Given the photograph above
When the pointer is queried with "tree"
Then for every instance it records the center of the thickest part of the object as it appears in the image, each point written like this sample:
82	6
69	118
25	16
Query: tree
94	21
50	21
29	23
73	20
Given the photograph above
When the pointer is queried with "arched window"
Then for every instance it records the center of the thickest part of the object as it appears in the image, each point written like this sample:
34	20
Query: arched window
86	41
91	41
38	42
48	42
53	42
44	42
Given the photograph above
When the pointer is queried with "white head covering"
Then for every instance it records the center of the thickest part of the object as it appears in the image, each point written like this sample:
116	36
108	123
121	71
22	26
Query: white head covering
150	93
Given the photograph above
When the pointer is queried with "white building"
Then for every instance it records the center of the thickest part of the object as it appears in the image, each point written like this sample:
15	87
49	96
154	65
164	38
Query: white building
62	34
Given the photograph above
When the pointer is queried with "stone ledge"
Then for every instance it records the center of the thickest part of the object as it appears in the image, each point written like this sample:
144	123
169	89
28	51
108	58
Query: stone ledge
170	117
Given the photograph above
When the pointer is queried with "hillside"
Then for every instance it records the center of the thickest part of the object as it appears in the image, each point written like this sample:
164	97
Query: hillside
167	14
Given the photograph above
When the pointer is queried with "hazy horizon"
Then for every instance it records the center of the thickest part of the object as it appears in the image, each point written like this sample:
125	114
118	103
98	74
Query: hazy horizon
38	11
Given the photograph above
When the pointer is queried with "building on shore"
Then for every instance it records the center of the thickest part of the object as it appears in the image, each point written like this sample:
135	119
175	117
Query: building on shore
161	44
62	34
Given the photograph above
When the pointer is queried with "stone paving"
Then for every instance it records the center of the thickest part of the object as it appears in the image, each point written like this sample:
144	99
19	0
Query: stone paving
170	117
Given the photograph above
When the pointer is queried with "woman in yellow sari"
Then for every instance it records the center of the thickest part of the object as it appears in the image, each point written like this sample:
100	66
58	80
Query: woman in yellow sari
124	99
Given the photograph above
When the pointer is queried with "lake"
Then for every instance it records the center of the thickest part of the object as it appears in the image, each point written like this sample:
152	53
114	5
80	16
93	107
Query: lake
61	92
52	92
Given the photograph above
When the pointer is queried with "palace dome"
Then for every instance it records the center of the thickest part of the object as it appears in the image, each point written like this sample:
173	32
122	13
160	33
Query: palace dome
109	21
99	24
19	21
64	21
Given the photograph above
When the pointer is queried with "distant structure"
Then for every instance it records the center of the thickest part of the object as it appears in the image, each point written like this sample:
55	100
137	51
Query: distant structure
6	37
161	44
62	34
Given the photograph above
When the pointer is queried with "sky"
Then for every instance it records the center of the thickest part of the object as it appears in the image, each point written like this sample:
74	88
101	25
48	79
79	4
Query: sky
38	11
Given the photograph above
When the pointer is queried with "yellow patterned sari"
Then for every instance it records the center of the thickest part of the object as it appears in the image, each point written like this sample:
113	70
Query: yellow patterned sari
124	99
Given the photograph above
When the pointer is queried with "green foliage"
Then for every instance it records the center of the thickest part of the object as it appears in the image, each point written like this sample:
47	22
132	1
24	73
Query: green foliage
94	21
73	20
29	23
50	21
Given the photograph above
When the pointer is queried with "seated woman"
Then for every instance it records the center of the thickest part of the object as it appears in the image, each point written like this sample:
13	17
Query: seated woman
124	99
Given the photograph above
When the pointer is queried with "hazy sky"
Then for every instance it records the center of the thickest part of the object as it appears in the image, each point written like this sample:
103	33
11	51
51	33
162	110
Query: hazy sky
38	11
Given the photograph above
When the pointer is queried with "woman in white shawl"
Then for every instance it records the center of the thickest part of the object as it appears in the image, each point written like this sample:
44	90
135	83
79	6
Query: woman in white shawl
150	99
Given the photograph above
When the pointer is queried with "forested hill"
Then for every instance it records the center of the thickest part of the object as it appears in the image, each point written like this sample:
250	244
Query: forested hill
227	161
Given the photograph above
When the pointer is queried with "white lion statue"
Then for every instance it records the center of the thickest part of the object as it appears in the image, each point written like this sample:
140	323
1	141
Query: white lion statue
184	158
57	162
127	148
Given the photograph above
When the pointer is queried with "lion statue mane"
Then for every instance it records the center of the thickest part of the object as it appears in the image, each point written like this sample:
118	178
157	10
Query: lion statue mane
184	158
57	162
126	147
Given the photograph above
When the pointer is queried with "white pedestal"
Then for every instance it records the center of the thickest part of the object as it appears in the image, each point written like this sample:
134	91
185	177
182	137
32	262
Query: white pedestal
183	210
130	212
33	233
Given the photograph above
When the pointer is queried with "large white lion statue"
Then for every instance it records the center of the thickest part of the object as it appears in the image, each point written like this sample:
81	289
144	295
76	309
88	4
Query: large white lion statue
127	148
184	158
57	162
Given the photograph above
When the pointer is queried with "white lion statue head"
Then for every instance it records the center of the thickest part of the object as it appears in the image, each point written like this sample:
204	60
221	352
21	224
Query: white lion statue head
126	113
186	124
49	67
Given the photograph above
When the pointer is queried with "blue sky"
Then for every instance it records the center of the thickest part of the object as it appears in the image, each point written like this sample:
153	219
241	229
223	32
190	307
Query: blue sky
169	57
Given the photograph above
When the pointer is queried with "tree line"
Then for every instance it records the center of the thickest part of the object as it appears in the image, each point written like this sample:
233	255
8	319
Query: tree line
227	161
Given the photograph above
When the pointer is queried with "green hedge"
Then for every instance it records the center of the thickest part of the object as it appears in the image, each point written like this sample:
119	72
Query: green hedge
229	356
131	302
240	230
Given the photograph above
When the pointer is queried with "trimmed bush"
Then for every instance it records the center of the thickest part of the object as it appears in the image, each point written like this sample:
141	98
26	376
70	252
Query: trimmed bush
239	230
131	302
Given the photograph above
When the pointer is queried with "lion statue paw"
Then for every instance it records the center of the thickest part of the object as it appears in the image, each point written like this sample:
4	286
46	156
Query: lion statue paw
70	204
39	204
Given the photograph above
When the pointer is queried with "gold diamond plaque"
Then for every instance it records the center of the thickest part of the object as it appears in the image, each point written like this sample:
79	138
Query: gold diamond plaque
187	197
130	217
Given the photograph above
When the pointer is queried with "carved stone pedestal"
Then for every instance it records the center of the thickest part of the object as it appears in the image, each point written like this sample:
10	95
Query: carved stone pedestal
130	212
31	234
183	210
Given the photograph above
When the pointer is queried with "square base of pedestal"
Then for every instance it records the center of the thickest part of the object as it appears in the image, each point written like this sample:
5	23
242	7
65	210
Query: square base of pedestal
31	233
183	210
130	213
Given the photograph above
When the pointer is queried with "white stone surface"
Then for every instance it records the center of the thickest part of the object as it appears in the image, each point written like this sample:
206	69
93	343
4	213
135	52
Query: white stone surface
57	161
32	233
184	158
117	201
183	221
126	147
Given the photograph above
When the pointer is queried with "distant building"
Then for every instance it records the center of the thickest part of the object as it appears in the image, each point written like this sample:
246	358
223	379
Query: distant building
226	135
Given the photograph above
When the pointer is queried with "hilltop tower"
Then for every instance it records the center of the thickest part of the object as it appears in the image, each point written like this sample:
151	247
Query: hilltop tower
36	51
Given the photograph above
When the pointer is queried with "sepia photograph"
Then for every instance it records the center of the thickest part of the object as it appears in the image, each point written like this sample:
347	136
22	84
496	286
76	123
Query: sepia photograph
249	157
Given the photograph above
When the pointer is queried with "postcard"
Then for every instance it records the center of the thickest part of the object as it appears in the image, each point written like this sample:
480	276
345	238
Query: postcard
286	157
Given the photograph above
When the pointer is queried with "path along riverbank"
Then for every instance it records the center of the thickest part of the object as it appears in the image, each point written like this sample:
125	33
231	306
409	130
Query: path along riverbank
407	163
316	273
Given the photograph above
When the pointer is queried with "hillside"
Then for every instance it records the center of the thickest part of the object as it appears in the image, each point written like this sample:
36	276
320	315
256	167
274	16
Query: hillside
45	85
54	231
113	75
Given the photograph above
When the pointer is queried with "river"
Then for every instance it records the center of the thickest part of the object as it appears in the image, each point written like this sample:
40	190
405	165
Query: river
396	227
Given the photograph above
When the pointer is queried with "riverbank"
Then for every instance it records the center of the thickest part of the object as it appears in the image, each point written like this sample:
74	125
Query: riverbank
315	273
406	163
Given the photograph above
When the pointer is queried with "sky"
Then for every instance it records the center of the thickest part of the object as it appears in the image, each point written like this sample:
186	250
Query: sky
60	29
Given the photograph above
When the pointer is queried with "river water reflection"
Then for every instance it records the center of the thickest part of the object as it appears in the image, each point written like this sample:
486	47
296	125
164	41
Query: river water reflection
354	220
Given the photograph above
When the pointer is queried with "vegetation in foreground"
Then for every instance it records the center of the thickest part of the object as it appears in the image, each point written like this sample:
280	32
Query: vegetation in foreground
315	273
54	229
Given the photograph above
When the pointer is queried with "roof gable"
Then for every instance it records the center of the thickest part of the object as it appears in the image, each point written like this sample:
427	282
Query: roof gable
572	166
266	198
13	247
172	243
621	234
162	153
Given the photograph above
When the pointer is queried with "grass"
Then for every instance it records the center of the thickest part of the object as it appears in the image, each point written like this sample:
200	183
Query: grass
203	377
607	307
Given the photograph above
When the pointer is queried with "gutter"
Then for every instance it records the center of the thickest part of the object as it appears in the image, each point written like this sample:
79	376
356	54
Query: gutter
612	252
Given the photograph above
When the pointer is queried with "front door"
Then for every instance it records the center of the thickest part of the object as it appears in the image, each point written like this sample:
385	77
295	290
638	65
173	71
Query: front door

EXERCISE AIM »
Working from the listing above, pick out every line that has "door" and copy it.

TASK RESULT »
When the pointer is queried with "front door"
Query: front door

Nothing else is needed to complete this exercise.